▶ _Stated goal_: Starting at the beginning of the data and ending with the line that holds "164,232 -> 215,250", write it out again with "enclosing rectangle" substituted for each "bounding box" and nothing else altered.

------ Record list

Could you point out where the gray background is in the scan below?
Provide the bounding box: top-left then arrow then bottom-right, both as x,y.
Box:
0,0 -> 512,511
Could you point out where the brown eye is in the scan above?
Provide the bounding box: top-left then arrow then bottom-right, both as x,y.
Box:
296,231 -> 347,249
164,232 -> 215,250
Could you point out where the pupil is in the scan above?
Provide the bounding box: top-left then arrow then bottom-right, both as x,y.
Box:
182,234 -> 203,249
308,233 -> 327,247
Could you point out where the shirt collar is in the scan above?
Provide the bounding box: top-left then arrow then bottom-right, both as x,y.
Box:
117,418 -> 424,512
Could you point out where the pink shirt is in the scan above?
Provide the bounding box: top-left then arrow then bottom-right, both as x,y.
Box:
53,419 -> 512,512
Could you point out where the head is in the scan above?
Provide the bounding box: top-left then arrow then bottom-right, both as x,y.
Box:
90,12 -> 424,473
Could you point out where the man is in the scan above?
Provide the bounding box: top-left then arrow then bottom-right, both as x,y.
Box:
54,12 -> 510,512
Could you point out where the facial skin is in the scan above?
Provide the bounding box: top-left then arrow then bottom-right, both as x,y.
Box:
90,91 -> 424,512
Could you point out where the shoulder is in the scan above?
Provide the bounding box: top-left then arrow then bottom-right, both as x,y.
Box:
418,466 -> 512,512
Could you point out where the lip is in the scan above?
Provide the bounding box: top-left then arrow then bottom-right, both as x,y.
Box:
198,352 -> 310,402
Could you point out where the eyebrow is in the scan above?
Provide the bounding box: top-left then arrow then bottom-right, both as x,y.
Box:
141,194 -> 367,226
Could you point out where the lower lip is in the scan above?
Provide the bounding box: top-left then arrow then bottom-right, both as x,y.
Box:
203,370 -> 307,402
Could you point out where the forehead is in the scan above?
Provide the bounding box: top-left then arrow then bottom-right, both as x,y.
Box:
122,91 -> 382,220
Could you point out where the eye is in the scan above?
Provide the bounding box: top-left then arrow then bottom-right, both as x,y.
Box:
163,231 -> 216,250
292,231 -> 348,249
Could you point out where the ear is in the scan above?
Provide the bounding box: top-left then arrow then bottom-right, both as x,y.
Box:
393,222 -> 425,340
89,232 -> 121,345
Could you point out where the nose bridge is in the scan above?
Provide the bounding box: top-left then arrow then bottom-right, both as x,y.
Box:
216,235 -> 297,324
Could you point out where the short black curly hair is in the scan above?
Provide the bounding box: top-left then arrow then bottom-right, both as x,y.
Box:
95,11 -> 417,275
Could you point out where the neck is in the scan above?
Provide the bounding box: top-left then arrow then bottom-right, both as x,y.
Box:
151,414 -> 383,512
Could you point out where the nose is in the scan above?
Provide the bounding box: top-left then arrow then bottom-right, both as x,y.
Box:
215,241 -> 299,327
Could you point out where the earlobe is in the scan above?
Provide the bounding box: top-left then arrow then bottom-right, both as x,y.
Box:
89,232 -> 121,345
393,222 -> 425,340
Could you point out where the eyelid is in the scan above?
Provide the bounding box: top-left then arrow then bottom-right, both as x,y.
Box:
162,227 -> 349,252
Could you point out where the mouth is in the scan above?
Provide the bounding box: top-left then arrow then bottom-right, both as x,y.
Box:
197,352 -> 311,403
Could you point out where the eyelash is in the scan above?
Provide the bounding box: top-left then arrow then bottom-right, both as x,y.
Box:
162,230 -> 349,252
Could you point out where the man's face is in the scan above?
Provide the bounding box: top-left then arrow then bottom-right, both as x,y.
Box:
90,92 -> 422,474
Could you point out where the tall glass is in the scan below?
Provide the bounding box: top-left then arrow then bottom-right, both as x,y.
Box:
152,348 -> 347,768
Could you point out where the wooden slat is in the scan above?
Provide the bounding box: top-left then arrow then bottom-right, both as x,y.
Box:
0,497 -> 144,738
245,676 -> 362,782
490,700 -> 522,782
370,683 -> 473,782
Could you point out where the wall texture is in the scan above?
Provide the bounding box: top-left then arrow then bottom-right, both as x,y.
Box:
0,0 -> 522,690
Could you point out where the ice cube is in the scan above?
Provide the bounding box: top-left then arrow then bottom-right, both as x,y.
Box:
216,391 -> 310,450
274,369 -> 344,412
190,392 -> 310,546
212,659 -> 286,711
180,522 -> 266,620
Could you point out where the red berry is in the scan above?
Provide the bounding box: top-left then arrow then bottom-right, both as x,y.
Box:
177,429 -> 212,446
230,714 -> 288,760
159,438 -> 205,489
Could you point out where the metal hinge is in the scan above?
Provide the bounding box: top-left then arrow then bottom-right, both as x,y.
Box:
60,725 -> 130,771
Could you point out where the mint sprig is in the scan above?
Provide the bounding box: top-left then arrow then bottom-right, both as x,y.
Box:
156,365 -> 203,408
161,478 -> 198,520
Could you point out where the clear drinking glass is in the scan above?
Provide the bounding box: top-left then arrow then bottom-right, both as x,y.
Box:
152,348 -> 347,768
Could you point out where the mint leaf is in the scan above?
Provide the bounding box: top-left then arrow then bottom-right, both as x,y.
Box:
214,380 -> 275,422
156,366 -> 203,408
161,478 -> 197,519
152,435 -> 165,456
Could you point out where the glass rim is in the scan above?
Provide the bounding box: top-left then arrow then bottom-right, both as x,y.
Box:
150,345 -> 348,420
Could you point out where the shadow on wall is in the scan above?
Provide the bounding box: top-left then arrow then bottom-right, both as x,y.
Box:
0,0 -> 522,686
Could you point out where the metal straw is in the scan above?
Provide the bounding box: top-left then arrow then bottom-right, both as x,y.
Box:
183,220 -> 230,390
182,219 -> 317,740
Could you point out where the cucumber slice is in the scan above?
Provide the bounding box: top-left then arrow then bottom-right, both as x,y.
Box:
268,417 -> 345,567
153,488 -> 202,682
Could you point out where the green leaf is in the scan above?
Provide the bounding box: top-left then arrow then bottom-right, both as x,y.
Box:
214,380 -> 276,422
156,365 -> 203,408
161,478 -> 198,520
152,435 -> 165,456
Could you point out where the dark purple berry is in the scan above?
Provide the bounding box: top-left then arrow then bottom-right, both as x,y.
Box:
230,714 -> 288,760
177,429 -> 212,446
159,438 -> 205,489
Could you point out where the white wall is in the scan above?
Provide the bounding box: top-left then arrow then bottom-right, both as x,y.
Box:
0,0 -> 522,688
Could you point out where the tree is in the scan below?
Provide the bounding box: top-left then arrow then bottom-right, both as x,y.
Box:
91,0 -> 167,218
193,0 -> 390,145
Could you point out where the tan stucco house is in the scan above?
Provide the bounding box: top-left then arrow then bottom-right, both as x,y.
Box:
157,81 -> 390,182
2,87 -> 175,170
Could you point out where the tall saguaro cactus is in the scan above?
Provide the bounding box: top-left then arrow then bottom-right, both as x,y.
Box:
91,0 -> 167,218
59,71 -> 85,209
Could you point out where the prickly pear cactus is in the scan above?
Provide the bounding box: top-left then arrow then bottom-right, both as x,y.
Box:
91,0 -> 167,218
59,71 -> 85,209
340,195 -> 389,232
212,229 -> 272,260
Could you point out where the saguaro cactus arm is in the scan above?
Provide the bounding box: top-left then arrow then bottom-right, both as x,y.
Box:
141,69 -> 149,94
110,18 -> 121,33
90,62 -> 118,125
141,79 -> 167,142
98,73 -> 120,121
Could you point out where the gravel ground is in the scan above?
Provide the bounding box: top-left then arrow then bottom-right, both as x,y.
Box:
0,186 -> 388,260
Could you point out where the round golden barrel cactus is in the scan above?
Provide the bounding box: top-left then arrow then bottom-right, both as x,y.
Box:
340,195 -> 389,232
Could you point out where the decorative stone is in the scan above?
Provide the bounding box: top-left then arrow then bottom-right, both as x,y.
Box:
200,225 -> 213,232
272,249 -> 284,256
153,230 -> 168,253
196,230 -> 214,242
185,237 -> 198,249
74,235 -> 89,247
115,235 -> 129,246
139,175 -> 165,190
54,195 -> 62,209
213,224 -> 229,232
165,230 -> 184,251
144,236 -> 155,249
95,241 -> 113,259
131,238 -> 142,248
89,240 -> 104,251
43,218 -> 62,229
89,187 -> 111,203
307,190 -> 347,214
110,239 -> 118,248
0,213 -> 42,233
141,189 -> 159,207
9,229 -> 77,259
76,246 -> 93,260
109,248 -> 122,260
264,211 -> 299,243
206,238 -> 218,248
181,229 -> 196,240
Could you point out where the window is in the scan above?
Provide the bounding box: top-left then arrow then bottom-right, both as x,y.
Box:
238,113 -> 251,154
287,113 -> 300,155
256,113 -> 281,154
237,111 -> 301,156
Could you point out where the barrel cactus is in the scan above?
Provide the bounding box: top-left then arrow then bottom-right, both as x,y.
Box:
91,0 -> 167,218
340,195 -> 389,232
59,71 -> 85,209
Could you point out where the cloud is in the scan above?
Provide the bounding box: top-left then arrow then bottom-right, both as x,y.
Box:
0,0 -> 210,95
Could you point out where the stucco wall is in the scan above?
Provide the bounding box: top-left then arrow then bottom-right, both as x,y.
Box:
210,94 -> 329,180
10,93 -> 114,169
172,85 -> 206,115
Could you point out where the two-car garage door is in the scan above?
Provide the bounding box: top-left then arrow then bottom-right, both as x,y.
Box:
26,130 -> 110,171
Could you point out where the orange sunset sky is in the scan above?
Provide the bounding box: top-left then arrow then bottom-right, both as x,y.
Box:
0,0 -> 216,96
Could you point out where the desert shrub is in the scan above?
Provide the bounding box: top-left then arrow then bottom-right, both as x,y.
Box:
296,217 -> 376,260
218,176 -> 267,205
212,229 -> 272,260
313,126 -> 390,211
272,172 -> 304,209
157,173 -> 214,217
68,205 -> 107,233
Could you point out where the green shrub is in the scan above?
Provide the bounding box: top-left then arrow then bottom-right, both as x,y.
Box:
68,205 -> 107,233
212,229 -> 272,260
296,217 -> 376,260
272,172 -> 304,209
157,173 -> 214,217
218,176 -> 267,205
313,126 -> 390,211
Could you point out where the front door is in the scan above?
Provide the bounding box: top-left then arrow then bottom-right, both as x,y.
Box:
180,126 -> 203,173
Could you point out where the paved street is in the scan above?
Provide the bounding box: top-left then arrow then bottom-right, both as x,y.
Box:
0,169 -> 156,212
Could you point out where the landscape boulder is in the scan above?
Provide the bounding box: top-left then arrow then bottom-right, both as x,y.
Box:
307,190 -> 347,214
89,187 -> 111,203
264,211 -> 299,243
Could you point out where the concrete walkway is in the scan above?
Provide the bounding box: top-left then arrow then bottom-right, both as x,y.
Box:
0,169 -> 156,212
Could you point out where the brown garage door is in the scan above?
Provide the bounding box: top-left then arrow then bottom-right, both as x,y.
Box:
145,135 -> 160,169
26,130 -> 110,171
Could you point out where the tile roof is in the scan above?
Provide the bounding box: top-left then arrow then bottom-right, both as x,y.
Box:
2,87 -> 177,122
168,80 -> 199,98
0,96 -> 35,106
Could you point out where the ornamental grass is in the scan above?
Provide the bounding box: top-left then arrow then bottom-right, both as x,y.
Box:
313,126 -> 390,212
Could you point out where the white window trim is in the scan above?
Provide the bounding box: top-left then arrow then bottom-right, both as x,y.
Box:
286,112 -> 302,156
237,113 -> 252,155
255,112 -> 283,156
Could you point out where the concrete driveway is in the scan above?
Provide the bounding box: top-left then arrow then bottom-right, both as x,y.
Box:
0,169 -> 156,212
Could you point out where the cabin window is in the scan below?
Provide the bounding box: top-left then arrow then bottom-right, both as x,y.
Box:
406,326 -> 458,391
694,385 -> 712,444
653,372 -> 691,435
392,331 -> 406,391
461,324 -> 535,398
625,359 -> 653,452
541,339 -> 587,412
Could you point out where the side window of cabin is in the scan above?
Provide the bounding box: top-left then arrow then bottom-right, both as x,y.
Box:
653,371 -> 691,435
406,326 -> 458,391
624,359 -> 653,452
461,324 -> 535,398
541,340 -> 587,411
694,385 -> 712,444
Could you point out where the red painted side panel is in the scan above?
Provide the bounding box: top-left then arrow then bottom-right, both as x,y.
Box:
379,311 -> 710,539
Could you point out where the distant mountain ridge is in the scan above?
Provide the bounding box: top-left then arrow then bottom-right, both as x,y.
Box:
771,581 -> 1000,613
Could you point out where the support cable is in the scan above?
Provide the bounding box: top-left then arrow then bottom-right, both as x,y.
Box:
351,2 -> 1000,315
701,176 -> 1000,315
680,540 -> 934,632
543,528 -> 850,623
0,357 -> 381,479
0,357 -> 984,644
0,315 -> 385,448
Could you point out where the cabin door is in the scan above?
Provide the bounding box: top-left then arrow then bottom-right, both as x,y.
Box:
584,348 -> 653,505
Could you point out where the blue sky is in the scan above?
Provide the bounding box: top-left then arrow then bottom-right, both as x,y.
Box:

------------

▶ _The response_:
Could you point out where the gray background is in the scan below?
Provide the enclosing rectangle: top-left then arrow then bottom-right, both as x,y.
Box:
0,0 -> 512,511
Could you point out where the brown eye is in the scan above?
Provide the enclosing rectangle: top-left then arrow then bottom-right, both as x,y.
Box:
296,231 -> 347,249
164,232 -> 215,250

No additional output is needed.